- [Data for the task]:
******************************

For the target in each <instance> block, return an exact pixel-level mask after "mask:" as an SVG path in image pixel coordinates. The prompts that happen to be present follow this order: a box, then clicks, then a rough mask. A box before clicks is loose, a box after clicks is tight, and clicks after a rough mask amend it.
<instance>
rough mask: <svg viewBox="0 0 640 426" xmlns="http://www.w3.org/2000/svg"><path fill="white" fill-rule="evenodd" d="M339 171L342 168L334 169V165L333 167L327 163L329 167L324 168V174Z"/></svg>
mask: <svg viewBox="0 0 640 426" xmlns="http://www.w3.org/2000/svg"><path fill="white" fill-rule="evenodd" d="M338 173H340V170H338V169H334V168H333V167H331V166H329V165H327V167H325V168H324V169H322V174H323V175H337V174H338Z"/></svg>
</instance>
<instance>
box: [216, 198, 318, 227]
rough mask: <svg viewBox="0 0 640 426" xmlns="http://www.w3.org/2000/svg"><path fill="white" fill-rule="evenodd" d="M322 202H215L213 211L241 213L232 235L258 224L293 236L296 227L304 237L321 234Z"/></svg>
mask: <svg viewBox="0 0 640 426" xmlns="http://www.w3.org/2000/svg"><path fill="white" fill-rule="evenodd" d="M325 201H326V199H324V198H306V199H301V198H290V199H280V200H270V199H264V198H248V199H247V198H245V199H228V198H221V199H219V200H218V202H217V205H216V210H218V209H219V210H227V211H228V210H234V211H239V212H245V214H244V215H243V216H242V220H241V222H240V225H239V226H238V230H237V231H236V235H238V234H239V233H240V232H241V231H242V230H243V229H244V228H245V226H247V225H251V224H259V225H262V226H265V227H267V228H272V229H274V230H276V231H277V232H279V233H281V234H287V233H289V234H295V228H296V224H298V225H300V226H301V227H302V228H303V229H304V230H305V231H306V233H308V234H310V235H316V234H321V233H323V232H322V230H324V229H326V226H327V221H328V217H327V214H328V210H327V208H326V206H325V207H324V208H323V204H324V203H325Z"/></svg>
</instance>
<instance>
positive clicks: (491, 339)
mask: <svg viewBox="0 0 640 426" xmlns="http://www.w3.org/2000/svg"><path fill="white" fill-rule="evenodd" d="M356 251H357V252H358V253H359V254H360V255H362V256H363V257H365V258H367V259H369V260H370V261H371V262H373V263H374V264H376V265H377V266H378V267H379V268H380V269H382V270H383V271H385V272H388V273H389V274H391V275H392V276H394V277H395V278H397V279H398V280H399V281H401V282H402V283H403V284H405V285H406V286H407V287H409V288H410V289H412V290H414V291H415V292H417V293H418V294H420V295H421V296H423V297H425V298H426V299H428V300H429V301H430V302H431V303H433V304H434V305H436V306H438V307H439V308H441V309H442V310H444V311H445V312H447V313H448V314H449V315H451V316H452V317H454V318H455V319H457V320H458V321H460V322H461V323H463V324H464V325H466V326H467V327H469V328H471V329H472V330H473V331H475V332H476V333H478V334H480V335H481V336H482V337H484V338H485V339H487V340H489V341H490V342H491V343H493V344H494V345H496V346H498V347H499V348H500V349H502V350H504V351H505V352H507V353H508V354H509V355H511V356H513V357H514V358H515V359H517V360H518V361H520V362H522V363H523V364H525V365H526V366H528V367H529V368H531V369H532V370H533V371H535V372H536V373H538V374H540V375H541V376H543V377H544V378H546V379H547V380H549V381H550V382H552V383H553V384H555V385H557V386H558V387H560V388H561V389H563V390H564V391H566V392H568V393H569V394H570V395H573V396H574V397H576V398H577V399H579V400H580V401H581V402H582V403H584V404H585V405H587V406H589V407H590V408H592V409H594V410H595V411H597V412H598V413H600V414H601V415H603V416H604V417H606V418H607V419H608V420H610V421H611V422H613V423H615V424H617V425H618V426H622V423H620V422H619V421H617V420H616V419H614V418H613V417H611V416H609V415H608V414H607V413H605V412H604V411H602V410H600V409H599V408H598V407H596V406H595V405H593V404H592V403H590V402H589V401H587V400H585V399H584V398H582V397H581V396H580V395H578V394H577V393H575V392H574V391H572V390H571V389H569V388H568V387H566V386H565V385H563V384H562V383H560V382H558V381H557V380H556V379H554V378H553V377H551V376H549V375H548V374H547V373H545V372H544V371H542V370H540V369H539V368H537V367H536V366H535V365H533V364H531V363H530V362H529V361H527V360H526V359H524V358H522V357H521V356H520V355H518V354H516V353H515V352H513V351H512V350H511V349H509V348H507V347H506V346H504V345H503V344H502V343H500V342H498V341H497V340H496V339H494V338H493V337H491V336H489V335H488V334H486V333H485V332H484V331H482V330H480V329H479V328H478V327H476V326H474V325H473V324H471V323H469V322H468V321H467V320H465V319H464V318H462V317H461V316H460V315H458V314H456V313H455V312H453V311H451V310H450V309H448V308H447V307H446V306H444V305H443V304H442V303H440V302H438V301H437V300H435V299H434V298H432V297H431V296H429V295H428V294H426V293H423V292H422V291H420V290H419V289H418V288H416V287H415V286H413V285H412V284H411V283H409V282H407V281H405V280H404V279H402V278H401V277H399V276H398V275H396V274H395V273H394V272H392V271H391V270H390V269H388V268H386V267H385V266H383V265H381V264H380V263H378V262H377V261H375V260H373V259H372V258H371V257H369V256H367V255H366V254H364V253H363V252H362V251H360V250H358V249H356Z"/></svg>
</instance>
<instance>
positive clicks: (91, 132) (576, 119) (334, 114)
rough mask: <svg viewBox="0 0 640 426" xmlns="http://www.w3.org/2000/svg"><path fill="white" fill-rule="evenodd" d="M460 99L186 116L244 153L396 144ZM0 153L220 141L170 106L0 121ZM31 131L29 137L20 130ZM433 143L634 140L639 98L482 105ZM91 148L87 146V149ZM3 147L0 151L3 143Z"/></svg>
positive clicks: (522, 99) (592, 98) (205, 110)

******************************

- [Task description]:
Repeat the whole of the data above exactly as it appears.

- [Answer for the task]:
For the target in each <instance> block, return an exact pixel-level mask after "mask:" as an SVG path in image pixel coordinates. The prompts that happen to be present follow this order: a box, then clicks, then a rough mask. A box before clicks is loose, a box after clicks is tight, and clicks after a rough mask amend it.
<instance>
rough mask: <svg viewBox="0 0 640 426" xmlns="http://www.w3.org/2000/svg"><path fill="white" fill-rule="evenodd" d="M339 171L342 168L334 169V165L333 167L327 163L329 167L324 168V174Z"/></svg>
mask: <svg viewBox="0 0 640 426" xmlns="http://www.w3.org/2000/svg"><path fill="white" fill-rule="evenodd" d="M338 173H340V170H338V169H334V168H333V167H331V166H329V165H327V167H325V168H324V169H322V174H323V175H337V174H338Z"/></svg>
</instance>
<instance>
box: [216, 198, 318, 227]
rough mask: <svg viewBox="0 0 640 426" xmlns="http://www.w3.org/2000/svg"><path fill="white" fill-rule="evenodd" d="M322 202H215L213 211L241 213L232 235L258 224L293 236L296 227L304 237L321 234Z"/></svg>
mask: <svg viewBox="0 0 640 426" xmlns="http://www.w3.org/2000/svg"><path fill="white" fill-rule="evenodd" d="M325 201H326V199H324V198H306V199H301V198H290V199H280V200H270V199H264V198H248V199H247V198H245V199H228V198H221V199H219V200H218V202H217V205H216V210H218V209H219V210H227V211H228V210H234V211H239V212H245V214H244V215H243V216H242V220H241V222H240V225H239V226H238V230H237V231H236V235H238V234H239V233H240V232H241V231H242V230H243V229H244V228H245V226H247V225H251V224H259V225H262V226H265V227H267V228H272V229H274V230H276V231H277V232H279V233H281V234H287V233H289V234H295V228H296V224H298V225H300V226H301V227H302V228H303V229H304V230H305V231H306V233H308V234H310V235H316V234H321V233H323V232H322V230H324V229H326V226H327V221H328V217H327V214H328V210H327V208H326V206H325V207H324V208H323V204H324V203H325Z"/></svg>
</instance>
<instance>
positive clicks: (491, 339)
mask: <svg viewBox="0 0 640 426" xmlns="http://www.w3.org/2000/svg"><path fill="white" fill-rule="evenodd" d="M356 251H357V252H358V253H359V254H360V255H362V256H363V257H365V258H367V259H369V260H370V261H371V262H373V263H374V264H376V265H377V266H378V267H379V268H380V269H382V270H383V271H385V272H388V273H389V274H391V275H392V276H394V277H395V278H397V279H398V280H399V281H401V282H402V283H403V284H405V285H406V286H407V287H409V288H410V289H412V290H414V291H415V292H417V293H418V294H420V295H421V296H423V297H425V298H426V299H428V300H429V301H430V302H431V303H433V304H434V305H436V306H438V307H439V308H441V309H442V310H444V311H445V312H447V313H448V314H449V315H451V316H452V317H454V318H455V319H457V320H458V321H460V322H461V323H463V324H464V325H466V326H467V327H469V328H471V329H472V330H473V331H475V332H476V333H478V334H480V335H481V336H482V337H484V338H485V339H487V340H489V341H490V342H491V343H493V344H494V345H496V346H498V347H499V348H500V349H502V350H504V351H505V352H507V353H508V354H509V355H511V356H513V357H514V358H515V359H517V360H518V361H520V362H522V363H523V364H525V365H526V366H528V367H529V368H531V369H532V370H533V371H535V372H536V373H538V374H540V375H541V376H543V377H544V378H546V379H547V380H549V381H550V382H552V383H553V384H555V385H557V386H558V387H560V388H561V389H563V390H564V391H566V392H568V393H569V394H570V395H573V396H574V397H576V398H577V399H579V400H580V401H581V402H582V403H584V404H585V405H587V406H589V407H590V408H592V409H594V410H595V411H597V412H598V413H600V414H601V415H603V416H604V417H606V418H607V419H608V420H610V421H611V422H613V423H615V424H617V425H618V426H622V423H620V422H619V421H617V420H616V419H614V418H613V417H611V416H609V415H608V414H607V413H605V412H604V411H602V410H600V409H599V408H598V407H596V406H595V405H593V404H592V403H590V402H589V401H587V400H585V399H584V398H582V397H581V396H580V395H578V394H577V393H575V392H574V391H572V390H571V389H569V388H568V387H566V386H565V385H563V384H562V383H560V382H558V381H557V380H556V379H554V378H553V377H551V376H549V375H548V374H547V373H545V372H544V371H542V370H540V369H539V368H537V367H536V366H535V365H533V364H531V363H530V362H529V361H527V360H526V359H524V358H522V357H521V356H520V355H518V354H516V353H515V352H513V351H512V350H511V349H509V348H507V347H506V346H504V345H503V344H502V343H500V342H498V341H497V340H496V339H494V338H493V337H491V336H489V335H488V334H486V333H485V332H484V331H482V330H480V329H479V328H478V327H476V326H474V325H473V324H471V323H469V322H468V321H467V320H465V319H464V318H462V317H461V316H460V315H458V314H456V313H455V312H453V311H451V310H450V309H448V308H447V307H446V306H444V305H443V304H442V303H440V302H438V301H437V300H435V299H434V298H432V297H431V296H429V295H428V294H426V293H423V292H422V291H420V290H419V289H418V288H416V287H415V286H413V285H412V284H411V283H409V282H407V281H405V280H404V279H402V278H401V277H399V276H398V275H396V274H395V273H394V272H392V271H391V270H390V269H388V268H386V267H385V266H383V265H381V264H380V263H378V262H377V261H375V260H373V259H372V258H371V257H369V256H367V255H366V254H364V253H363V252H362V251H360V250H358V249H356Z"/></svg>
</instance>
<instance>
positive clicks: (91, 132) (576, 119) (334, 114)
rough mask: <svg viewBox="0 0 640 426" xmlns="http://www.w3.org/2000/svg"><path fill="white" fill-rule="evenodd" d="M460 99L186 116L244 153L396 144ZM0 153L220 141L170 106L0 121ZM31 131L29 137L20 130ZM433 143L634 140L639 98L482 105ZM91 148L87 146V149ZM3 147L0 151L3 143Z"/></svg>
positive clicks: (522, 99) (592, 98) (205, 110)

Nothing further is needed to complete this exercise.